■ Ausgewählter Auszug ■

<<<<

Führungsaufgaben heute

Viele Oberärzte sind für die Leitung eines bestimmten Bereichs voll verantwortlich. Sie müssen mit ihrem Team und den anvertrauten Mitarbeitern bestimmte Ziele erreichen bzw. spezifische Dienstleistungen erbringen.

Die konkreten Führungsaufgaben, die sich aus dieser formalen Beschreibung ableiten lassen, stellt der nachfolgende Führungskreislauf dar:

Der Führungskreislauf beschreibt die Schritte, die nacheinander und kontinuierlich erforderlich sind, um Mitarbeiter und Teams aktiv und wirkungsvoll zu führen:

  • Ziele, Aufgaben, Zuständigkeiten klar regeln und vereinbaren
  • Die Umsetzung der vereinbarten Ziele, Aufgaben, Zuständigkeiten beobachten und kontrollieren
  • Fragen klären, Probleme lösen und gleichzeitig die Mitarbeiter befähigen, die vereinbarten Ziele, Aufgaben, Zuständigkeiten zu erreichen und zu bewältigen
  • Feedback – positiv und negativ – geben und erhalten

Kommunikation steht im Zentrum

Diese Schritte des Führungskreislaufs markieren die originären Aufgaben wirksamer Führungskräfte. Sie sind die Basis aktiven Führungshandelns und werden im Alltag kontinuierlich angewendet. In ihrem Zentrum stehen Kommunikation, Information und Koordination – sie sind zwingend erforderlich, um der Führungsaufgabe gerecht zu werden.

Aus der Umsetzung der Einzelschritte des Führungskreislaufs resultiert ein Aspekt, der im hektischen Alltag im Krankenhaus häufig unterschätzt wird: Führung braucht Zeit – Zeit für Gespräche, Information und Koordination.

>>>>

■ Angezeigte Zeilen ■
<<<<

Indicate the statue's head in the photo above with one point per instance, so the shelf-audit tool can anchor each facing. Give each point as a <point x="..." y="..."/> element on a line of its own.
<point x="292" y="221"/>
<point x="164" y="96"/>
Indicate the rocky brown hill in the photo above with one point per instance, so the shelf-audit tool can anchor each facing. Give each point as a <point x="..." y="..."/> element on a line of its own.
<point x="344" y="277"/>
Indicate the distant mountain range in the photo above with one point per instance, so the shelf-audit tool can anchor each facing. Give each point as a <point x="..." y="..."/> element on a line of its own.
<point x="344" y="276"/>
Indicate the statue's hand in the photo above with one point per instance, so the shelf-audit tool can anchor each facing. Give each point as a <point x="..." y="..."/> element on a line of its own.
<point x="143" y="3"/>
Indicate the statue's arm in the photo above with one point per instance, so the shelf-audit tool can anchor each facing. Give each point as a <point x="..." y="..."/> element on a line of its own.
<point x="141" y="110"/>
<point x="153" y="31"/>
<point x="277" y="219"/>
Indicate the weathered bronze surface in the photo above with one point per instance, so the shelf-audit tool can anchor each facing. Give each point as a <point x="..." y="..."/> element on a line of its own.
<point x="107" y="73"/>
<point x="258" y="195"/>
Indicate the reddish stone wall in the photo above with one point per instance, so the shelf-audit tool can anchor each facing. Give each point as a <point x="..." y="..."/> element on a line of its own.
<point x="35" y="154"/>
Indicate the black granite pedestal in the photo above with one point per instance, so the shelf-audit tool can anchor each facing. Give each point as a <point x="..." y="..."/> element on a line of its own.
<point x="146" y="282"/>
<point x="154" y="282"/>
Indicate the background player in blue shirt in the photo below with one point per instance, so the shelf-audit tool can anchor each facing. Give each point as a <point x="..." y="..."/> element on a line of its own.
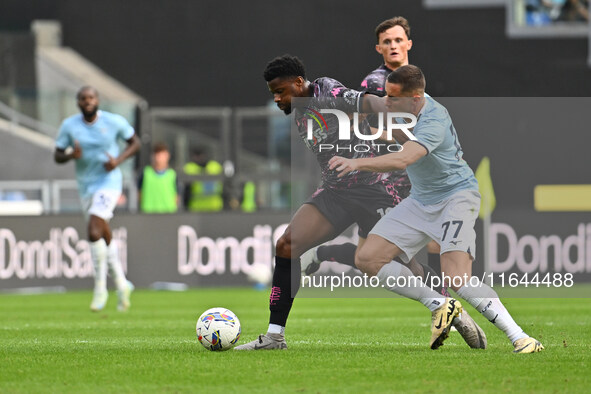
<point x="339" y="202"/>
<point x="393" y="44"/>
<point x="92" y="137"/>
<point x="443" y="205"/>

>>>>
<<<<

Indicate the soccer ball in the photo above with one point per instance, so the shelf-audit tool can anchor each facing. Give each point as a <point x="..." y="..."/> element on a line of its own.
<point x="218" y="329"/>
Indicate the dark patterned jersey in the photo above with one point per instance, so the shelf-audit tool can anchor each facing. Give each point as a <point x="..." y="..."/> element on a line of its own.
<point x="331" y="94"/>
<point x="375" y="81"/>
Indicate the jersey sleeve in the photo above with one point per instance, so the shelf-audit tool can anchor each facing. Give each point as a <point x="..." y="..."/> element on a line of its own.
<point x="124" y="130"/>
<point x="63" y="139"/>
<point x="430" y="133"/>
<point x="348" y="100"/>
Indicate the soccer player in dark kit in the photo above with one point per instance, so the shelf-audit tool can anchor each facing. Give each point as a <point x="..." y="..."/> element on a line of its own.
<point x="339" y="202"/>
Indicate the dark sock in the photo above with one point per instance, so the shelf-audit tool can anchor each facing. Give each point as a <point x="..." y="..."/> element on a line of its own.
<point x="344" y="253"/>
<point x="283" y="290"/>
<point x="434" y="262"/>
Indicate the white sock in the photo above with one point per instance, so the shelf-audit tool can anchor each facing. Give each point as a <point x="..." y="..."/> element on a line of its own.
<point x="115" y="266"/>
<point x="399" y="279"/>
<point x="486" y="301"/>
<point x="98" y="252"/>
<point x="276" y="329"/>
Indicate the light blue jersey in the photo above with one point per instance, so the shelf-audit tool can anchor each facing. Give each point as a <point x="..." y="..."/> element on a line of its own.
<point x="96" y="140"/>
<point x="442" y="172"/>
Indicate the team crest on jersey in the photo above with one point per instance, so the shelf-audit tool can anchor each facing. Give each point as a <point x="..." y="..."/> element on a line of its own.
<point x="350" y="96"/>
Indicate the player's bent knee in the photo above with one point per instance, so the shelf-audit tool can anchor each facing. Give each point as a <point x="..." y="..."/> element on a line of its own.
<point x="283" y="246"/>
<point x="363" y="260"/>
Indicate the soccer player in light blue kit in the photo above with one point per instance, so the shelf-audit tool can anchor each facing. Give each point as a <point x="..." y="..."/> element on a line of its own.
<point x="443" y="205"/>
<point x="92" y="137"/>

>>>>
<<<<

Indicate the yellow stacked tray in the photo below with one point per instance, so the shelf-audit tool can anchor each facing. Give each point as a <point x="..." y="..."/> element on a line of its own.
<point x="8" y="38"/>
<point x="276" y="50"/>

>>>>

■ Arbeitsaufträge ■
1) Beantworten Sie die folgenden Fragen anhand des Textes zu Führungsaufgaben im Krankenhaus:
(a) Wofür sind viele Oberärzte voll verantwortlich?
(b) Was steht im Zentrum der Schritte des Führungskreislaufs?
(c) Wofür braucht Führung laut dem letzten Absatz Zeit?
2) Geben Sie den Abschnitt des Textes zu Führungsaufgaben im Krankenhaus von „Kommunikation steht im“ bis „gerecht zu werden.“ wortgetreu wieder.
3) Führen Sie den Text zu Führungsaufgaben im Krankenhaus im Anschluss an seinen letzten Satz weiter.

■ Nummerierte Antworten ■
1)
(a) Für die Leitung eines bestimmten Bereichs.
(b) Kommunikation, Information und Koordination.
(c) Für Gespräche, Information und Koordination.

2)
Kommunikation steht im Zentrum

Diese Schritte des Führungskreislaufs markieren die originären Aufgaben wirksamer Führungskräfte. Sie sind die Basis aktiven Führungshandelns und werden im Alltag kontinuierlich angewendet. In ihrem Zentrum stehen Kommunikation, Information und Koordination – sie sind zwingend erforderlich, um der Führungsaufgabe gerecht zu werden.

3)
Vorbild der Führungskräfte

Doch Führungskraft zu sein, heißt auch, sich die eigene Führungsrolle und die mit ihr verbundene Vorbildfunktion bewusst zu machen. Nur wer seinen Mitarbeitern Wertschätzung, Respekt und Achtung entgegenbringt, ist glaubwürdig und damit langfristig in der Lage, auf deren Verhalten Einfluss zu nehmen.

Die vier Kernprinzipien erfolgreicher Führung

Will der Oberarzt Mitarbeiter des von ihm verantworteten Bereichs erfolgreich führen, sollte er sich an den folgenden vier Kernprinzipien orientieren:

  • 1. Fürsorgeprinzip: Der Oberarzt übernimmt für die Mitarbeiter seines Teams die Verantwortung.
  • 2. Verteilungsgerechtigkeit: Er stellt die Balance zwischen Arbeitsmenge, Qualität und persönlicher Präsenz sicher.
  • 3. Fairness: Der Oberarzt verlangt eine Leistung, die der Erfahrung und dem Reifegrad des jeweiligen Mitarbeiters entspricht; er schützt vor Überforderung und hört bei Konflikten immer beide Seiten an.
  • 4. Informationsverantwortung: Der Oberarzt gibt die richtige Information in der richtigen Menge an die richtigen Leute zum richtigen Zeitpunkt über den richtigen Kanal.

Führen über das Gespräch

Wie bereits beschrieben, ist das Gespräch das einzige Mittel, das Führungskräfte haben, um ihre Mitarbeiter zu führen und zu entwickeln. Regelmäßige Gespräche und Besprechungsroutinen sichern somit die erforderliche Weitergabe von Informationen über

  • Prozesse,
  • Strukturen,
  • Probleme,
  • die Sinnhaftigkeit von Zielen und
  • den Stand der Zielerreichung.

Um die ohnehin knappe Führungszeit noch gezielter einzusetzen, hat sich in der Praxis das Modell der Bindungsanalyse bewährt:

Je weiter entfernt ein Mitarbeiter steht, umso intensiver muss der Oberarzt als Führungskraft mit ihm ins Gespräch kommen.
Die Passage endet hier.